(Part of a data file)
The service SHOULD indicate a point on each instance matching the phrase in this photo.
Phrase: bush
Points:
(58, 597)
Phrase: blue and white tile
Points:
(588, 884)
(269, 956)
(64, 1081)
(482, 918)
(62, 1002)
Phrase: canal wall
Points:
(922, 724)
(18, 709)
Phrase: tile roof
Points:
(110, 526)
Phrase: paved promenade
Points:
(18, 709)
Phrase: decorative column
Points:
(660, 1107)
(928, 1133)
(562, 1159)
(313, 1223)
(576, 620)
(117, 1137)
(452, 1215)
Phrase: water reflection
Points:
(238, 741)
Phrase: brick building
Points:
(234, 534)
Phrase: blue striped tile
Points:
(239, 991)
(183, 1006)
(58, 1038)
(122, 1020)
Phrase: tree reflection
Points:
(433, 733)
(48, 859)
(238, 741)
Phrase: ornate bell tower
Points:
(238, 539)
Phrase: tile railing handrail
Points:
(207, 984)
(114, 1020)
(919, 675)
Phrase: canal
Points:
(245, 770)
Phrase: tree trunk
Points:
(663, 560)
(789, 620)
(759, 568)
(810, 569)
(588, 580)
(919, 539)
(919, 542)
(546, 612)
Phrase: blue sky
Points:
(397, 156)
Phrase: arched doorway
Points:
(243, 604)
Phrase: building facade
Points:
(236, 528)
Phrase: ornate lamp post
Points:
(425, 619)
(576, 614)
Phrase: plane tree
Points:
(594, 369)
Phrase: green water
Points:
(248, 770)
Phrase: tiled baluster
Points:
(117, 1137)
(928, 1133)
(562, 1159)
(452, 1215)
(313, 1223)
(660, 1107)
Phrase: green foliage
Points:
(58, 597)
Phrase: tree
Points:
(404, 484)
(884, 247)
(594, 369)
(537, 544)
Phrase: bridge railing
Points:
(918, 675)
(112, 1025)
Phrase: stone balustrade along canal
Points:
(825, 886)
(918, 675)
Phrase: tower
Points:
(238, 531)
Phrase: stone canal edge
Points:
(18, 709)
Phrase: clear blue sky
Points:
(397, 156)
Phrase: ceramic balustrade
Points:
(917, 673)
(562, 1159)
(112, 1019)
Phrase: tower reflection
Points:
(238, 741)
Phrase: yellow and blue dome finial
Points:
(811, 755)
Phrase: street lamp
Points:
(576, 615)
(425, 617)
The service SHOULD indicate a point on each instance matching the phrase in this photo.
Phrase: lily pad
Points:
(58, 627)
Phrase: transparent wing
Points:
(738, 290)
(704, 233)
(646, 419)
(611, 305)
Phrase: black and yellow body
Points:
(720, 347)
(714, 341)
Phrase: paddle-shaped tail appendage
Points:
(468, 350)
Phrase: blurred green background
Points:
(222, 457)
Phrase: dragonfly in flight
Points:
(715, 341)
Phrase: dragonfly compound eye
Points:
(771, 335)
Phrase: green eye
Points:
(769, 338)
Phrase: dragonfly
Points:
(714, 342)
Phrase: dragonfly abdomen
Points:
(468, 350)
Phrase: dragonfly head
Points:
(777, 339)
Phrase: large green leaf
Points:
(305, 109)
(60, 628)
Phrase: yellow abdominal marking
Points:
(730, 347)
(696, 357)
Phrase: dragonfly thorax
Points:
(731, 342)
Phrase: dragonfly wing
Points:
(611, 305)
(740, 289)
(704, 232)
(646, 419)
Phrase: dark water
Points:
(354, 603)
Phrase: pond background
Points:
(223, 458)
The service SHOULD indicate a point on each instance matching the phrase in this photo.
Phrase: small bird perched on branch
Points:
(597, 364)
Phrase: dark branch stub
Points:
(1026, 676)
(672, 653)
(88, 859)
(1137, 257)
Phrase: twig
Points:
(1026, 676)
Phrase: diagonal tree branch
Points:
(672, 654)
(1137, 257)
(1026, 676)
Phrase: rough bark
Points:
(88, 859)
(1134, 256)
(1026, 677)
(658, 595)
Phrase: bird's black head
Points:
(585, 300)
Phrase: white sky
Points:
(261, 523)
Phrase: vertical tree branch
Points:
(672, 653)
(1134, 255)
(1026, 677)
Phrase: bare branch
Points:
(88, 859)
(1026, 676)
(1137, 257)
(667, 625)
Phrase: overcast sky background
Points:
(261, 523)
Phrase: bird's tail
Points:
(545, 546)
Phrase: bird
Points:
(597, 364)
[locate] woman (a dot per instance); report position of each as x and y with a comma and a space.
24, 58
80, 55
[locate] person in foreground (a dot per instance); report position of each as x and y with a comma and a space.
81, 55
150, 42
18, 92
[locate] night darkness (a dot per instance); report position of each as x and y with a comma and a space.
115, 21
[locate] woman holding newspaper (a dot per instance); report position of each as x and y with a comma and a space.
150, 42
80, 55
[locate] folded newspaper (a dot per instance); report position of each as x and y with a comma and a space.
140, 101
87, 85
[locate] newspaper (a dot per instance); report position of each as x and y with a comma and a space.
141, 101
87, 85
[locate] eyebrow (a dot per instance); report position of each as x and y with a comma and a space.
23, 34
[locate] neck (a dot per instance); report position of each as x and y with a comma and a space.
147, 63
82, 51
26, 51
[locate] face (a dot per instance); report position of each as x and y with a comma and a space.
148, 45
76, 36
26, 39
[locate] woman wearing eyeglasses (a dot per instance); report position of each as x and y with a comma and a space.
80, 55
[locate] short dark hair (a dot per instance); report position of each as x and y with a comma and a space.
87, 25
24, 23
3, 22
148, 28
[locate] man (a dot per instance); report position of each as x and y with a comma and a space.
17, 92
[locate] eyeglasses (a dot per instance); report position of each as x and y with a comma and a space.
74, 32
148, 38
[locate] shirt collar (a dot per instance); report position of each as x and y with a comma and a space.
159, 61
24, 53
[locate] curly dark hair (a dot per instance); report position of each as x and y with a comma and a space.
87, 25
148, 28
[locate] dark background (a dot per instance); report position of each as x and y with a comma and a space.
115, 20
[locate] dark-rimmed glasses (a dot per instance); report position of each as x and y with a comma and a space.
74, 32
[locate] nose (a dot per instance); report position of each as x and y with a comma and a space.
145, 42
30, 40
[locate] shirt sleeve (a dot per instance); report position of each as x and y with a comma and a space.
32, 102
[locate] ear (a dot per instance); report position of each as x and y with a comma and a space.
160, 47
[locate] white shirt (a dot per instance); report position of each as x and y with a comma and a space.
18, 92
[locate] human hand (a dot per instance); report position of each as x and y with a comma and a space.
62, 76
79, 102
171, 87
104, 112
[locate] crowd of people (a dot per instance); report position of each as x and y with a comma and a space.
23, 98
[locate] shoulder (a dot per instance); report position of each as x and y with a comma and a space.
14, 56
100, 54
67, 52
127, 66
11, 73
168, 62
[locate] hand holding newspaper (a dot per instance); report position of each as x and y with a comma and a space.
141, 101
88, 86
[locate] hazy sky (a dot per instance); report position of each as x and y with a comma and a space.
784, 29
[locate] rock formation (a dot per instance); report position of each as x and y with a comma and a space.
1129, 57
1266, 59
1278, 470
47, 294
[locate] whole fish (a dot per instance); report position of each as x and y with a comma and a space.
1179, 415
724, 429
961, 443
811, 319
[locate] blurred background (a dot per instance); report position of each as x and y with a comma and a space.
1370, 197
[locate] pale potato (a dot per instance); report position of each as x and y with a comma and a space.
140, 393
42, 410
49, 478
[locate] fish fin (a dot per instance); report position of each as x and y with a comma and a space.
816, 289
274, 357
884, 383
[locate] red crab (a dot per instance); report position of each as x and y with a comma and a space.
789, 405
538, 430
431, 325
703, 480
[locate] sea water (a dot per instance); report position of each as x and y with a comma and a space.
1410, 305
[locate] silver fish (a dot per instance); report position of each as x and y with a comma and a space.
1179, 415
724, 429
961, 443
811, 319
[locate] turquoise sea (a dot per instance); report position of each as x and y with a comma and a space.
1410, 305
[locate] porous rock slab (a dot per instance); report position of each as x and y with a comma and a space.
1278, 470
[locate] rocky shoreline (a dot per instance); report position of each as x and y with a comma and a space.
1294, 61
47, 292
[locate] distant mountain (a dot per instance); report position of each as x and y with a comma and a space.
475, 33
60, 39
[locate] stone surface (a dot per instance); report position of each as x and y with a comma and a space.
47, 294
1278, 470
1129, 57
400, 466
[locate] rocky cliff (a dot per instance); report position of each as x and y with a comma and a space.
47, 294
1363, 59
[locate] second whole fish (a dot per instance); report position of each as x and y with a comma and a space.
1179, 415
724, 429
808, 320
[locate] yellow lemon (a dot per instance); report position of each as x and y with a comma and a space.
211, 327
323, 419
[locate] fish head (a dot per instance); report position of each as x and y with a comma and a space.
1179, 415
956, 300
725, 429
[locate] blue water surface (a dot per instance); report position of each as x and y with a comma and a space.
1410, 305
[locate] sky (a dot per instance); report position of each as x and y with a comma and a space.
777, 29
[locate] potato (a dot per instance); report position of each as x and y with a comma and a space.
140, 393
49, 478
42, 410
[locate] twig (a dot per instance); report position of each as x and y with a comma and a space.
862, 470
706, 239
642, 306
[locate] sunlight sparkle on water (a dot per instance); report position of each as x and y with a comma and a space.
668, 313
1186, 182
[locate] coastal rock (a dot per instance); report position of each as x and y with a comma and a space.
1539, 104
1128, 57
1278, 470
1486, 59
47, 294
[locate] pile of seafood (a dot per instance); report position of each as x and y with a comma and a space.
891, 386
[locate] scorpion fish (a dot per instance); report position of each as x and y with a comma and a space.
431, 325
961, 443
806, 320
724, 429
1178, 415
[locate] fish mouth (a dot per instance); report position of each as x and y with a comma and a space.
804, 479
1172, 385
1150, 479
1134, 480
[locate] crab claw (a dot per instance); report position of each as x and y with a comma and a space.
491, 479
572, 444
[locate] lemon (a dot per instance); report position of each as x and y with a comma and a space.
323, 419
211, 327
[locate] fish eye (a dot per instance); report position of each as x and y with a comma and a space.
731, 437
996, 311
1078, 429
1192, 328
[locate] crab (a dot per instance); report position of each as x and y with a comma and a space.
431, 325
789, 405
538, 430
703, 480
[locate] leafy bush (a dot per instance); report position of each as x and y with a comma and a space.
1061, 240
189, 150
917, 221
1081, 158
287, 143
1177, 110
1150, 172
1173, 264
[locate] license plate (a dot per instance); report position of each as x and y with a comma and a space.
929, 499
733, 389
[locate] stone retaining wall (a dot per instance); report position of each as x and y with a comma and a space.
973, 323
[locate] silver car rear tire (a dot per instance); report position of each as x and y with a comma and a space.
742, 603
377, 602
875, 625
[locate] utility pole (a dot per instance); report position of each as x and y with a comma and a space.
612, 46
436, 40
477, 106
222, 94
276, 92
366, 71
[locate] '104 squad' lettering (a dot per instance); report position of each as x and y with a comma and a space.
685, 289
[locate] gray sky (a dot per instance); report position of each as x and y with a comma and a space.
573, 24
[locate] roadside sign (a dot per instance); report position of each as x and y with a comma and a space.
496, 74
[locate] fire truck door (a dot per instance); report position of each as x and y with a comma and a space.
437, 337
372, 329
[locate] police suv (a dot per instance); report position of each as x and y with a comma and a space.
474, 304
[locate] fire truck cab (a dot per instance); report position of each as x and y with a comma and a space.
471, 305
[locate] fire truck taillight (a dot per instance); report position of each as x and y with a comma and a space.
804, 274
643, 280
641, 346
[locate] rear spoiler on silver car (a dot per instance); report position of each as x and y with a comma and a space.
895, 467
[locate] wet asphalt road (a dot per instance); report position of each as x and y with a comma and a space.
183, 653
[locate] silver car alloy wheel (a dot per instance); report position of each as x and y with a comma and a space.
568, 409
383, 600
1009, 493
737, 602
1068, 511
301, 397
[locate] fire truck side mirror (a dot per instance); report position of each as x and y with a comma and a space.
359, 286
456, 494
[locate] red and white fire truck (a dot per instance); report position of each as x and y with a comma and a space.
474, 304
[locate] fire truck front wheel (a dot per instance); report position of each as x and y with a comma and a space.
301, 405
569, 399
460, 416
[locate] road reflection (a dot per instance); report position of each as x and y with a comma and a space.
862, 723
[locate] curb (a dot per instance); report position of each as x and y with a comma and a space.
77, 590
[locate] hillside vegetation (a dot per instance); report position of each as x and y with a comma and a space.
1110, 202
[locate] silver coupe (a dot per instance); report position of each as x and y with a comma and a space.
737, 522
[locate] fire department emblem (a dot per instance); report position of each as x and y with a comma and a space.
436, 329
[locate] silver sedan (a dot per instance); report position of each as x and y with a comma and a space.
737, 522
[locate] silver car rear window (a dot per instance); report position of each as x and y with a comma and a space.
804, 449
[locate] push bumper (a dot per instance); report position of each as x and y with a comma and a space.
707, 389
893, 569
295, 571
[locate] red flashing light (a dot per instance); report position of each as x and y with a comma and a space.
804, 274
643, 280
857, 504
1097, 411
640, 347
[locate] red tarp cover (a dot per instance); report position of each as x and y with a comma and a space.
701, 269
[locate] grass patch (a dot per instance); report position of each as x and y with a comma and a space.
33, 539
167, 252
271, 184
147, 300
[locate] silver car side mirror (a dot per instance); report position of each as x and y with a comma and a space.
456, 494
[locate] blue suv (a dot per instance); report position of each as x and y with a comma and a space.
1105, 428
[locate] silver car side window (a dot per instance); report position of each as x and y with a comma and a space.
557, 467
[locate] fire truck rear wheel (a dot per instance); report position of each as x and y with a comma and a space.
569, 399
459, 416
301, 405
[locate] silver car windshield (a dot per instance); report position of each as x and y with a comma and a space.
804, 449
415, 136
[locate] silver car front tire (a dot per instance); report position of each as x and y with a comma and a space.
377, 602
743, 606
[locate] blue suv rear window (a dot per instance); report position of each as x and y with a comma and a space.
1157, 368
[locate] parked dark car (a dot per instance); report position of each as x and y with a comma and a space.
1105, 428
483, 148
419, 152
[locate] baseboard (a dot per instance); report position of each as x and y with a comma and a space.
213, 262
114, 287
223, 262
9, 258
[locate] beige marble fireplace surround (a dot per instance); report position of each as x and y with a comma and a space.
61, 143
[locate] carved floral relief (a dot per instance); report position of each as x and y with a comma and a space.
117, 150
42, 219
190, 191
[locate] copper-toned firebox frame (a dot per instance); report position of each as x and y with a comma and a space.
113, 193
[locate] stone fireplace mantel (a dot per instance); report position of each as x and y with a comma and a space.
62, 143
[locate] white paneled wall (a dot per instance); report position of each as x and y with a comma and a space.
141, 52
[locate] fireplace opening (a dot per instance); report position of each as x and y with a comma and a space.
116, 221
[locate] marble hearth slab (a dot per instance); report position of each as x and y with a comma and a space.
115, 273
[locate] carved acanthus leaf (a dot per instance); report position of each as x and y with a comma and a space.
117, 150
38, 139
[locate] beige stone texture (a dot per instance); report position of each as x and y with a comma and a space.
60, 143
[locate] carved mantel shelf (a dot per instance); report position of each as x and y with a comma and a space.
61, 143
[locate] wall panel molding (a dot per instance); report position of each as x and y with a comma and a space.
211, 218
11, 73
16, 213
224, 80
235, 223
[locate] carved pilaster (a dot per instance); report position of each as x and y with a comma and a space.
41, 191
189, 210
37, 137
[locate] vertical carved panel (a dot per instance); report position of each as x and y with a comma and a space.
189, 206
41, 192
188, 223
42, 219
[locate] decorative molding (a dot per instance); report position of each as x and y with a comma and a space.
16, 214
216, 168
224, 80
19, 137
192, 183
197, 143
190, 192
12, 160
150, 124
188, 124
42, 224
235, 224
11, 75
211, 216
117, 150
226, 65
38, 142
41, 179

Requirement:
Update the lines from the one containing "[locate] carved floral" through the end of the material, replacing "a comma and a space" with "a comma followed by a space" and leaving everything else unchanged.

Correct result:
[locate] carved floral relief (a dot per instance); report position of each as x and y with a comma followed by a space.
117, 150
42, 219
190, 191
[locate] copper-toned firebox frame (a dot per instance); report position of each as x and y with a comma followed by a space.
113, 193
[locate] stone fireplace mantel (a dot per instance); report position of each as x and y with a comma followed by a space.
62, 143
[locate] white paneled wall (a dot per instance); report position of each as x and y with a comma followed by a space.
141, 52
[locate] fireplace opening (a dot per instance); report position of each as x and y with a comma followed by a space.
116, 221
[locate] marble hearth slab (a dot per instance); report position of each as x and y with a comma followed by a space.
115, 273
[locate] carved acanthus leaf (a dot per instance); report position of each as x and y with a comma followed by a space.
117, 150
38, 139
[locate] beige stone texture (a dot per instance); report position of each as x and y with a comma followed by a space.
60, 143
[locate] carved mantel shelf (a dot per instance); report position of each as x and y with a comma followed by a space.
61, 143
[locate] wall panel molding (a dot per instance); report position of each as x and y with a comma followed by a space.
211, 218
11, 73
16, 213
224, 80
235, 223
[locate] carved pilaster (a dot per instance); report position of each as x and y with a comma followed by a space.
41, 191
189, 210
37, 137
[locate] vertical carved panel (a dot per instance); report position of each as x and y with a comma followed by a space.
189, 206
41, 192
188, 223
42, 219
[locate] decorative molding (a dot per instance); report position of each as x and y with a comma followed by a space.
16, 214
216, 168
224, 80
19, 137
192, 183
197, 143
190, 192
12, 160
150, 124
188, 124
42, 224
235, 224
11, 75
211, 216
117, 150
226, 65
38, 142
41, 179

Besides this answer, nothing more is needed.